# Activity
Using the records below, give again exactly the lines from the line that contains "target | rainbow" through the line that contains "point | one per instance, a dot on the audience", both ends included, and only those.

[[ Input open ]]

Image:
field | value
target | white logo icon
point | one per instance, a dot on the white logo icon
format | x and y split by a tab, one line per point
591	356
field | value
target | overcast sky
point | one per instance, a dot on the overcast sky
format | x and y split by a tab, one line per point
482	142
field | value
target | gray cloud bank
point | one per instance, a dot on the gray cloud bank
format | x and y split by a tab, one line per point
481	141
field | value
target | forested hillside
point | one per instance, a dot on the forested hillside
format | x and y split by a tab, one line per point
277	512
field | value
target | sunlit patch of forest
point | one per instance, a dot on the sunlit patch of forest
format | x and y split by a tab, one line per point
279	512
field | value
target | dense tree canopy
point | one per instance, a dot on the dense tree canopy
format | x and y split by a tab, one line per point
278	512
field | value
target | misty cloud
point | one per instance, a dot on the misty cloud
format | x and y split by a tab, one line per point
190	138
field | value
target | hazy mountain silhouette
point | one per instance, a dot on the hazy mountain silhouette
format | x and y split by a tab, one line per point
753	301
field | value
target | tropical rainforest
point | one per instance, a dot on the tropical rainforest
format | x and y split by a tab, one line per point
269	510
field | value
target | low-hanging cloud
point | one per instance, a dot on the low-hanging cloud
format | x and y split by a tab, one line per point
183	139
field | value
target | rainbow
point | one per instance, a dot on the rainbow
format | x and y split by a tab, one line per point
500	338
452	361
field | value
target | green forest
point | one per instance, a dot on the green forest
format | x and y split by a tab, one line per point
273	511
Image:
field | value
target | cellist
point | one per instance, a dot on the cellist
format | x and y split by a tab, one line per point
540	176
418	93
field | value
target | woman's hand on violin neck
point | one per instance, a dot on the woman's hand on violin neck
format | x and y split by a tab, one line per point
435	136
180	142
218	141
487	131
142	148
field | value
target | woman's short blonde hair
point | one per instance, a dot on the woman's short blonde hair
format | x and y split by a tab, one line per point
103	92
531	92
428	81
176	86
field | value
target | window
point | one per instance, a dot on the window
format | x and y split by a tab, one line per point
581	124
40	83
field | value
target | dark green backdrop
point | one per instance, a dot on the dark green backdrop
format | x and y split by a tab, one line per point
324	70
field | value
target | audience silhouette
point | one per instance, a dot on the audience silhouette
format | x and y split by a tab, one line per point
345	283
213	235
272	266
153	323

[[ Input closed ]]

# Task solution
target | rainbow
point | one per instance, a dot on the rainbow
format | x and y split by a tab, one line per point
500	338
452	361
field | value
target | green forest
point | one per instance, a dot on the green forest
format | x and y split by a tab, one line per point
273	511
Image:
field | value
target | cellist
point | one per instance, a dot on the cellist
format | x and y split by a tab, one line per point
540	176
418	93
field | value
target | woman's hand on violin neck
point | one per instance, a dot on the woman's hand on violin neck
format | x and y split by a tab, one line per point
435	136
180	142
218	141
487	131
142	148
field | value
target | woman's short blonde hair
point | one per instance, a dot on the woman's short blonde hair
format | x and y split by a tab, one line per point
103	92
531	92
428	81
176	86
field | value
target | window
point | one per instance, a dot on the window
format | x and y split by a tab, one line per point
581	124
40	83
field | value
target | dark green backdrop
point | one per instance, a dot on the dark green backdrop
format | x and y split by a tab, one line per point
324	70
field | value
target | audience silhouette
point | one per instance, a dot on the audience silhouette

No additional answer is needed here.